INPUT FOR THIS TASK:
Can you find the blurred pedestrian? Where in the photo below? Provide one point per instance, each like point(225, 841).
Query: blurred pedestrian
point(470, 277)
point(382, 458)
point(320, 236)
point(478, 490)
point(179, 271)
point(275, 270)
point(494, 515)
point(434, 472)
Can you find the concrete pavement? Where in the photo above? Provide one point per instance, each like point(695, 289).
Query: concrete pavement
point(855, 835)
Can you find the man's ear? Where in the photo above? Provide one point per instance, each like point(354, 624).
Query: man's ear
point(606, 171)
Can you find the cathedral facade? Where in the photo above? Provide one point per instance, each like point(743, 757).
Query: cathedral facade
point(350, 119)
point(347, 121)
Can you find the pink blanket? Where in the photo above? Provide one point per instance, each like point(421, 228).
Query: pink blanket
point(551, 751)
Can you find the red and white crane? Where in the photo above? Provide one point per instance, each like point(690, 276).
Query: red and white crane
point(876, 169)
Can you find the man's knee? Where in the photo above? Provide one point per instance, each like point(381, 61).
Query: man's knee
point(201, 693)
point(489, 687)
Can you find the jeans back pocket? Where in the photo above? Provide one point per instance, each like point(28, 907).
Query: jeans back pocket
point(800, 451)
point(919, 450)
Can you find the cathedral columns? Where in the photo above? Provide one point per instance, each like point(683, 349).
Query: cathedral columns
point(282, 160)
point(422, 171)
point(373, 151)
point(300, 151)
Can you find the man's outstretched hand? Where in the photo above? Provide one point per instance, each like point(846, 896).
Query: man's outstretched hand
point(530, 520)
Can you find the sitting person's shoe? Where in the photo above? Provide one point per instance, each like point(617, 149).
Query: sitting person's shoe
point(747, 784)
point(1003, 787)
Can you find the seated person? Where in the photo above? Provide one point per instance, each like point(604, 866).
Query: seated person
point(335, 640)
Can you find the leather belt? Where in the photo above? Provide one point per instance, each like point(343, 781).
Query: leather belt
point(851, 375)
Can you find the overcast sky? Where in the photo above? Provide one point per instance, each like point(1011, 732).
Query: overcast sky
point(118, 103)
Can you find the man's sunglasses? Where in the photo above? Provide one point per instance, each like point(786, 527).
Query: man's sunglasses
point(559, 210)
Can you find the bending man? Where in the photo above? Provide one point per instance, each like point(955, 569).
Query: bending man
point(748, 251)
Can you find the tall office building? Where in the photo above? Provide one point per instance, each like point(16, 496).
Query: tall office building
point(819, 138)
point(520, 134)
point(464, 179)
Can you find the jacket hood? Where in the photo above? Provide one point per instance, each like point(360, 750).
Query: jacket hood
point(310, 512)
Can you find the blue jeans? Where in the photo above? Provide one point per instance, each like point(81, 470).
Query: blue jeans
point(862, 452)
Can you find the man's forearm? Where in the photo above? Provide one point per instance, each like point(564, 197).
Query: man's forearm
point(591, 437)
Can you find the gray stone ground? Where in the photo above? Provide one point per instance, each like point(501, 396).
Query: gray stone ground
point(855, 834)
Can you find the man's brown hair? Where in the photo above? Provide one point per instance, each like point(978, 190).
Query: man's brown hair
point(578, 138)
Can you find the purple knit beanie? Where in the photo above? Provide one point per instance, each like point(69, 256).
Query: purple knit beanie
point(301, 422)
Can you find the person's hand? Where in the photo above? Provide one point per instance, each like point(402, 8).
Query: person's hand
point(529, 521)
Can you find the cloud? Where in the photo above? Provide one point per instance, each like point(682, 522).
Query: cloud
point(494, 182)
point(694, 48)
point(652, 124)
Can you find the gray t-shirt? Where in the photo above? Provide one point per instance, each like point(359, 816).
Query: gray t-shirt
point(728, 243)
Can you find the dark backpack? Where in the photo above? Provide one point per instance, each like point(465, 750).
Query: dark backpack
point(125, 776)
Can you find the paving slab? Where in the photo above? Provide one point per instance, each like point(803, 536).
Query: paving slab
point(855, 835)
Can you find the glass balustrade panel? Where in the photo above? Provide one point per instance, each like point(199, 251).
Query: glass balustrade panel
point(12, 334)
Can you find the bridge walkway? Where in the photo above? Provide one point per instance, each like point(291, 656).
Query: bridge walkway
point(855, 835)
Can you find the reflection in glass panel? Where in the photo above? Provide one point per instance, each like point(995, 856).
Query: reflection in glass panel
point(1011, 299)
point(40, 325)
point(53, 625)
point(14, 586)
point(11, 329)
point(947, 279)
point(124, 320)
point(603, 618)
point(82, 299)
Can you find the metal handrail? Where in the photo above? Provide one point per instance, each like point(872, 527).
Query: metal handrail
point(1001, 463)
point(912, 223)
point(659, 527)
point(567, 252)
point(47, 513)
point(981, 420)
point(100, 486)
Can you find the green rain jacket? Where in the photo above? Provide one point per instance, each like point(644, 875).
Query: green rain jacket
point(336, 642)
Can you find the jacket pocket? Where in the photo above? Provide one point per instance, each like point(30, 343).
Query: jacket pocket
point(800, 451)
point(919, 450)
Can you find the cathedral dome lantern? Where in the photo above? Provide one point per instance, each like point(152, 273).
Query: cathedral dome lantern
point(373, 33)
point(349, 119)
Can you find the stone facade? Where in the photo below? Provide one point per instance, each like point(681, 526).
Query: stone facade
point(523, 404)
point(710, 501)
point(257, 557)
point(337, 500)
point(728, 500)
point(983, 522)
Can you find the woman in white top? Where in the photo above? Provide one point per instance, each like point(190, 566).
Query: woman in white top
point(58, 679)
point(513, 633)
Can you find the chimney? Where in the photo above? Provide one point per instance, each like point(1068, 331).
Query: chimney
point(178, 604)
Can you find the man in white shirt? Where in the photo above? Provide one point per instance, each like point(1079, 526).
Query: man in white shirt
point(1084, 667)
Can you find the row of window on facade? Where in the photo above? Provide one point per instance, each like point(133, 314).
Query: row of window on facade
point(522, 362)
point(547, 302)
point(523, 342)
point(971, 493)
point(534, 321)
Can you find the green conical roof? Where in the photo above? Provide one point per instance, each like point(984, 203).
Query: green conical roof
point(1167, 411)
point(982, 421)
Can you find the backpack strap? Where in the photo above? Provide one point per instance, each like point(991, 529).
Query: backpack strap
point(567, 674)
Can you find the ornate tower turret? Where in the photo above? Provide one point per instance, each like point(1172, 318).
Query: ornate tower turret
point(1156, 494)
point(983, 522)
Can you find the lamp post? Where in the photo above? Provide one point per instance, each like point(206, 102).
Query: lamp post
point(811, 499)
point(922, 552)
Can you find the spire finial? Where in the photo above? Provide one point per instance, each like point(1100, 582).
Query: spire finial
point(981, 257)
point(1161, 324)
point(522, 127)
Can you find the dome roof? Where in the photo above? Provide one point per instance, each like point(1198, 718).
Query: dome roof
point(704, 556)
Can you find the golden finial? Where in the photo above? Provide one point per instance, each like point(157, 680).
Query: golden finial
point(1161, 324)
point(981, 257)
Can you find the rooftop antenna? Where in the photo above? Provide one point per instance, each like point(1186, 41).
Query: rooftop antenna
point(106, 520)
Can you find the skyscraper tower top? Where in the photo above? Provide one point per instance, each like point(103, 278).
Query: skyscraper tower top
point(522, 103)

TASK REQUIREMENTS: Print the data above without any changes, beginning at the line that contains "Can you find the woman" and stopping after the line that contains "point(513, 633)".

SOLUTION TO THIS TASK:
Can you find the woman in white top? Where in the photo above? Provide one point per instance, each like point(190, 566).
Query: woman in white top
point(58, 679)
point(513, 633)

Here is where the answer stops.